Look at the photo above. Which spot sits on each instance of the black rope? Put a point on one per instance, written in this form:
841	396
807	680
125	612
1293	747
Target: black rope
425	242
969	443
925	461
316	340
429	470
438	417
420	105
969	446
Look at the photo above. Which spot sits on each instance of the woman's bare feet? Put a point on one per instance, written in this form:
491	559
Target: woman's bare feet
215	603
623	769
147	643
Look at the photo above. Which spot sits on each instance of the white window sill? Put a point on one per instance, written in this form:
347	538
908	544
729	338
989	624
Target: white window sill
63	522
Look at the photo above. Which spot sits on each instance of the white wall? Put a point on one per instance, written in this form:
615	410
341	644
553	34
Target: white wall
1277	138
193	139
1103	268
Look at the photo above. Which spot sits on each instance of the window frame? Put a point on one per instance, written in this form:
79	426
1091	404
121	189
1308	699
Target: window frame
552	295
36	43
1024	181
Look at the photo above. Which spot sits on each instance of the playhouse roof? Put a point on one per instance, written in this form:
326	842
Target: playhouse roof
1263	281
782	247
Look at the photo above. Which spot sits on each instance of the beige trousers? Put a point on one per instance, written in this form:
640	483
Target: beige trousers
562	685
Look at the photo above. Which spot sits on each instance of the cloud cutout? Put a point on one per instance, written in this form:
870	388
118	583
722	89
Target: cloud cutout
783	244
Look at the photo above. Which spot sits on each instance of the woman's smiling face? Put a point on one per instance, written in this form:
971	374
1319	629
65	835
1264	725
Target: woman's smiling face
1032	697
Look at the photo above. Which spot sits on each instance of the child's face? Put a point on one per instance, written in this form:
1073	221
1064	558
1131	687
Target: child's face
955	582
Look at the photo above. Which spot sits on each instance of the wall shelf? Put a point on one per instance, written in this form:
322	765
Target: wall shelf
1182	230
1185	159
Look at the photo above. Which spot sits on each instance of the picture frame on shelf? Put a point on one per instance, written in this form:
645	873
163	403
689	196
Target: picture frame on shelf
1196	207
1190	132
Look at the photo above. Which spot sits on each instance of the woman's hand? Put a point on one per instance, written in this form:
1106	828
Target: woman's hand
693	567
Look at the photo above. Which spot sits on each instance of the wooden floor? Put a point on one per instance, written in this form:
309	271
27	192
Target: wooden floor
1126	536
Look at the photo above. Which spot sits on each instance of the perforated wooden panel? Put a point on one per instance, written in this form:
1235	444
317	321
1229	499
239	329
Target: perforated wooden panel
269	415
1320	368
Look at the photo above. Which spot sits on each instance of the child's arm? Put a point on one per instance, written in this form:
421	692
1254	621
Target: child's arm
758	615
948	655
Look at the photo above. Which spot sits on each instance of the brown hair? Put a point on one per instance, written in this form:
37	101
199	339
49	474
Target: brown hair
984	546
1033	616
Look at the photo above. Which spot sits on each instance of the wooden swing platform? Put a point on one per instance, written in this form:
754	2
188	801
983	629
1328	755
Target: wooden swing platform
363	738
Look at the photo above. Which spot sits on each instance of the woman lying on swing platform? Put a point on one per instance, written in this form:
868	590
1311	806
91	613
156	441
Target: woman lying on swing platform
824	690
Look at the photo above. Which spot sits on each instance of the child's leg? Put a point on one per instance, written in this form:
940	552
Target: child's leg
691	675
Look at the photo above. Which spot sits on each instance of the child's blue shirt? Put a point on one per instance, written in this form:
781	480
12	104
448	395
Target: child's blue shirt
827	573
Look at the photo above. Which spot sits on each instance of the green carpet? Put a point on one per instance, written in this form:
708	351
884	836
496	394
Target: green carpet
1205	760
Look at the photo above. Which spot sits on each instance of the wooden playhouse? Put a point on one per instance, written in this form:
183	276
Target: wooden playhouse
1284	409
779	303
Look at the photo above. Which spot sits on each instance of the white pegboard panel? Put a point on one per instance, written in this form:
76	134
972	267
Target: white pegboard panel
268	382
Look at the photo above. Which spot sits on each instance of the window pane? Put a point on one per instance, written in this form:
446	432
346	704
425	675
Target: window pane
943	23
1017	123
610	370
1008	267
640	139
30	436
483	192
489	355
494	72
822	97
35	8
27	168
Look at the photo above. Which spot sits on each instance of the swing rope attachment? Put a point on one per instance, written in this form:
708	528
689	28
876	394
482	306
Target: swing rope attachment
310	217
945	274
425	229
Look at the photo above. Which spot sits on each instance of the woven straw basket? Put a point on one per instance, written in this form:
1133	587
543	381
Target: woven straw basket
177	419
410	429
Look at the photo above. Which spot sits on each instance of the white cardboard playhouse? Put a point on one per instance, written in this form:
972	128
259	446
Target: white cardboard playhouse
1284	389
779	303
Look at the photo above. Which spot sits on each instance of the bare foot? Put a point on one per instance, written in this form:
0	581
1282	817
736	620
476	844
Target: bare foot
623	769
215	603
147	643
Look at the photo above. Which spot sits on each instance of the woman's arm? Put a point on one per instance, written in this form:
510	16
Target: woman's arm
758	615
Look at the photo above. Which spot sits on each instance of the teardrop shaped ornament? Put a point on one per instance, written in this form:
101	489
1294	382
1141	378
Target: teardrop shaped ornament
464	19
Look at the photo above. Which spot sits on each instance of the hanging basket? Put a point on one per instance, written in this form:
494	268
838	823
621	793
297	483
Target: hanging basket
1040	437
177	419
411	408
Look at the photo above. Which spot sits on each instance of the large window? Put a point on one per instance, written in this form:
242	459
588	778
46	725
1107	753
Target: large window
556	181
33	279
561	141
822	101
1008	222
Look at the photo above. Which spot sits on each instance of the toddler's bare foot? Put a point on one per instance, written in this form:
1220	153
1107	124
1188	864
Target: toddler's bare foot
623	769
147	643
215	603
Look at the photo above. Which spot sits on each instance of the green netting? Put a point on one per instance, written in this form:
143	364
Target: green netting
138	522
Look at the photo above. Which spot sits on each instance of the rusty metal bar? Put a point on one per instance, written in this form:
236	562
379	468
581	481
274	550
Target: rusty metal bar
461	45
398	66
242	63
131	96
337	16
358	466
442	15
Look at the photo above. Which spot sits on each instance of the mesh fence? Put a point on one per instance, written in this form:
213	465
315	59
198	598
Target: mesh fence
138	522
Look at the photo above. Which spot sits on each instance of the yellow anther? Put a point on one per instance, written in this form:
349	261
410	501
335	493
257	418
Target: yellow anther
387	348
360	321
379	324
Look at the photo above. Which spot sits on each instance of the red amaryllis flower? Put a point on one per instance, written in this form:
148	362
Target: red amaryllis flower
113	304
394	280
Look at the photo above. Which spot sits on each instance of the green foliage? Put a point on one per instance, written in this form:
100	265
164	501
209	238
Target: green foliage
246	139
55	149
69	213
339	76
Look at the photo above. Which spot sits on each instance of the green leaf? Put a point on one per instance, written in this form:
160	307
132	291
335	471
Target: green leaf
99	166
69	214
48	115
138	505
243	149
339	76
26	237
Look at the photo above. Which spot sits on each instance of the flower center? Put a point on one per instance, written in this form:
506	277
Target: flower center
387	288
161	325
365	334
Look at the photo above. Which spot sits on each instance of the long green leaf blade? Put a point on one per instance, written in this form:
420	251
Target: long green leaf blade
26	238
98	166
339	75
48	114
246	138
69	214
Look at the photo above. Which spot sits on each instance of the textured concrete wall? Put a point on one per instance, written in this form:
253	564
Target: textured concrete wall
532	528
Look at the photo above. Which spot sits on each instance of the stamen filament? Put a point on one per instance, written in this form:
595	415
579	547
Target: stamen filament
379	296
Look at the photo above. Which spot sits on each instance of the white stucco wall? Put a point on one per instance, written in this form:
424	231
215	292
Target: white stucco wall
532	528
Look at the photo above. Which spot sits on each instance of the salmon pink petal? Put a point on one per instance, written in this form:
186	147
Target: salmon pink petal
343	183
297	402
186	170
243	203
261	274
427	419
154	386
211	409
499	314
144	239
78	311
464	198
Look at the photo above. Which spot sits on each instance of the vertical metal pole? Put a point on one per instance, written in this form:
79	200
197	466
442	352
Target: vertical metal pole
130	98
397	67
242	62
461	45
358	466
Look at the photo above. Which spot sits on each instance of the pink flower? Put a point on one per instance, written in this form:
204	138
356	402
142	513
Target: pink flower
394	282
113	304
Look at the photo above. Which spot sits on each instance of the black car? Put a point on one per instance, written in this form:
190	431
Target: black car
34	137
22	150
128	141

TASK DETAILS: The line containing "of the flower" marks the start; retype it and each line after it through the end of the records above, exactly.

TASK OUTPUT:
Look at the photo above. Which spot sits on each instance of the flower center? Put a point on one per instance, written in this form:
506	277
Target: flower center
387	288
161	325
365	334
Look at the photo above. Which spot sits on each instance of the long green leaf blade? Put a point on one per instance, written in this form:
420	251
Target: long green leaf blade
26	238
98	166
339	75
48	114
246	138
69	214
Look at the photo above. Which spot sits on each instance of the textured concrete wall? Put a point on one per instance, written in this form:
253	564
Target: textured concrete wall
532	528
Look at the photo above. Which spot sits on each instance of the stamen filament? Put a point on one per instance, written in this form:
595	415
579	547
Target: stamen filament
379	296
Look at the photo above. Which spot sits on each instance of the white stucco wall? Put a point on one per instance, written in this form:
424	231
215	292
Target: white stucco wall
532	528
Look at the photo above. Which spot sits on each instance of the salmon pink petal? Put a point on one per instance, written in this form:
186	147
Target: salmon pink petal
343	183
297	402
186	170
243	203
261	274
427	419
154	386
211	409
499	314
144	239
78	311
464	198
Look at the photo above. Which spot sits on each instance of the vertical metal pole? Put a point on one per instance, written in this form:
79	200
197	466
442	352
Target: vertical metal pole
130	98
397	67
242	62
461	45
358	466
Look at the photo above. Which spot sits on each instance of the pink flower? Put a point on one per instance, written in this form:
204	138
356	402
142	513
Target: pink flower
394	282
113	304
Look at the photo above. Which spot sits on each instance of the black car? Put a point on one per instance, written in this form:
190	431
Target: black car
34	137
22	150
128	141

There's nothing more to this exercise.